**What is needed:** Produce an exact copy of the lines from the line containing "the van side" through the last line of the listing below, both ends included, and nothing else.

Point labeling dataset excerpts:
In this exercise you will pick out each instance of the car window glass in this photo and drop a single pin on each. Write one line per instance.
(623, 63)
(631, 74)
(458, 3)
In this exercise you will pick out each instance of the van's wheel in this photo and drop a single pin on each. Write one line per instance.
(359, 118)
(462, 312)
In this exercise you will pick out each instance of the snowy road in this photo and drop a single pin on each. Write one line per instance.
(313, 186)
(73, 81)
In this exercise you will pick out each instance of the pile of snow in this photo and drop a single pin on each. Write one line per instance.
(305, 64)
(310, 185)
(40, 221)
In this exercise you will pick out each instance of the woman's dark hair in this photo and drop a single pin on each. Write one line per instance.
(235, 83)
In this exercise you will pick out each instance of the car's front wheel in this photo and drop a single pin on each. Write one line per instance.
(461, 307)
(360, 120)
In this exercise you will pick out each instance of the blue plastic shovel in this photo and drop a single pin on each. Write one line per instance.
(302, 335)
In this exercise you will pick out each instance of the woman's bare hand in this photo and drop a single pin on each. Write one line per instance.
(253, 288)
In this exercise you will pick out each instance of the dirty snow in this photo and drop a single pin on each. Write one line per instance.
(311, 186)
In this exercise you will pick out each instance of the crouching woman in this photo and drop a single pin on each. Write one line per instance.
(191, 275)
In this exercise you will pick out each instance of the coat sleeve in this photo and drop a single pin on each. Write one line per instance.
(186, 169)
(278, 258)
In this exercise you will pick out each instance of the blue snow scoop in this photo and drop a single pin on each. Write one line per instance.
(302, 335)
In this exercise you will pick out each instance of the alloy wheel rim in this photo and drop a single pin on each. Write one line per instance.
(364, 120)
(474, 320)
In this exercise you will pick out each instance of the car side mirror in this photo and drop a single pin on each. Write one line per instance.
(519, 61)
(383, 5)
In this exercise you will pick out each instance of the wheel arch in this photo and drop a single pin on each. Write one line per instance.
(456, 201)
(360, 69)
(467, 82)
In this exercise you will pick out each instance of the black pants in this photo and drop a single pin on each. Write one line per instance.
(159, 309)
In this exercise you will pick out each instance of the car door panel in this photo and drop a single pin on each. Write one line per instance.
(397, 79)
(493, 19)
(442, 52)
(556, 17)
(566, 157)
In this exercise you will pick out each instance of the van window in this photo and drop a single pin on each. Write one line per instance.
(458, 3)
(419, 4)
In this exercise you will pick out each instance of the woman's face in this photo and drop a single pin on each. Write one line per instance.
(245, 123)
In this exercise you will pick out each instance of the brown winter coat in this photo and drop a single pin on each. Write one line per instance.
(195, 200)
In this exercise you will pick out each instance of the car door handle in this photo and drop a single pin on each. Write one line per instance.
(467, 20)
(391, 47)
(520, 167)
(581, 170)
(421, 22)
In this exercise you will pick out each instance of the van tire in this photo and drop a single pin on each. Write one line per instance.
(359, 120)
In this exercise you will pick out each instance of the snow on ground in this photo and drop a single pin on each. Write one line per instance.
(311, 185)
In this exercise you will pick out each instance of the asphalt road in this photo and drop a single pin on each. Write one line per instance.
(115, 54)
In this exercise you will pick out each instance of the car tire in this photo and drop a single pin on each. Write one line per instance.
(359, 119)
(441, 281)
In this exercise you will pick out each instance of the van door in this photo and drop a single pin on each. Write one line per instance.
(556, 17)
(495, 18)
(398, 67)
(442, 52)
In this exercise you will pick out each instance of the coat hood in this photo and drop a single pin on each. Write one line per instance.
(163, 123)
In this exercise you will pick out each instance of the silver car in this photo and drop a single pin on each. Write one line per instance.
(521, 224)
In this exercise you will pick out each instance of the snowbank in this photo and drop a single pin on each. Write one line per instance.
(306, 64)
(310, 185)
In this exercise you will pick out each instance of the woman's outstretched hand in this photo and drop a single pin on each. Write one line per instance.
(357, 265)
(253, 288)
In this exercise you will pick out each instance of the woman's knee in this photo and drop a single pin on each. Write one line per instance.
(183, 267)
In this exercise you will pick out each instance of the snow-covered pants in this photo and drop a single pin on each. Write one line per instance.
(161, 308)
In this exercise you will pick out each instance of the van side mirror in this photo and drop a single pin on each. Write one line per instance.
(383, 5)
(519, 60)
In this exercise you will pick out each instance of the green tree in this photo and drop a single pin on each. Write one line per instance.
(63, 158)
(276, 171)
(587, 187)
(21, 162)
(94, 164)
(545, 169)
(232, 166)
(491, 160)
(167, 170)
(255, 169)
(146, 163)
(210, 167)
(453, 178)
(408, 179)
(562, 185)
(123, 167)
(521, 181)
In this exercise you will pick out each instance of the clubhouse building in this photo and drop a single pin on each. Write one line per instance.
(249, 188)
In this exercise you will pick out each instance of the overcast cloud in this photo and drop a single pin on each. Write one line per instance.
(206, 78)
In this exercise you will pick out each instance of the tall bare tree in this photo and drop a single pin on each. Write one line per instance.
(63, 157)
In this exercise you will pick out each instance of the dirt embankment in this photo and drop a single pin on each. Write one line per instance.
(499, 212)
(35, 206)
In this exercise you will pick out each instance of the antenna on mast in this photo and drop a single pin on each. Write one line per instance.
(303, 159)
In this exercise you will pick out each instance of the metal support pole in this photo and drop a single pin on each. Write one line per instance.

**Task solution:**
In this exercise you will pick out each instance of the van side mirror in this photo and drop a single pin on each. Write one line per instance.
(383, 5)
(519, 60)
In this exercise you will pick out each instance of the green tree in this photo and drop a single pin on each. Write one line per instance.
(63, 158)
(276, 171)
(587, 187)
(21, 162)
(94, 164)
(545, 169)
(232, 166)
(491, 160)
(167, 170)
(255, 169)
(146, 163)
(210, 167)
(453, 178)
(408, 179)
(562, 185)
(123, 167)
(521, 181)
In this exercise you will pick out each instance of the clubhouse building in this photo and drop a single pin on each. Write one line per instance.
(249, 188)
In this exercise you will pick out each instance of the overcast cloud in this photo and drop a single pin on each. Write one line per instance.
(206, 78)
In this exercise you will pick out each instance of the tall bare tree in this photo and drop a single pin on each. Write one line per instance.
(63, 157)
In this exercise you will pick out each instance of the dirt embankment in this photo and drop a single pin on each. Write one line per instance.
(499, 212)
(35, 206)
In this exercise you will pick out each instance of the antenna on mast in this photo and drop a single pin on each. Write one line per instance.
(303, 159)
In this exercise you will pick out each instance of the metal support pole in this photo and drop a single pin on each. Write one line per instance.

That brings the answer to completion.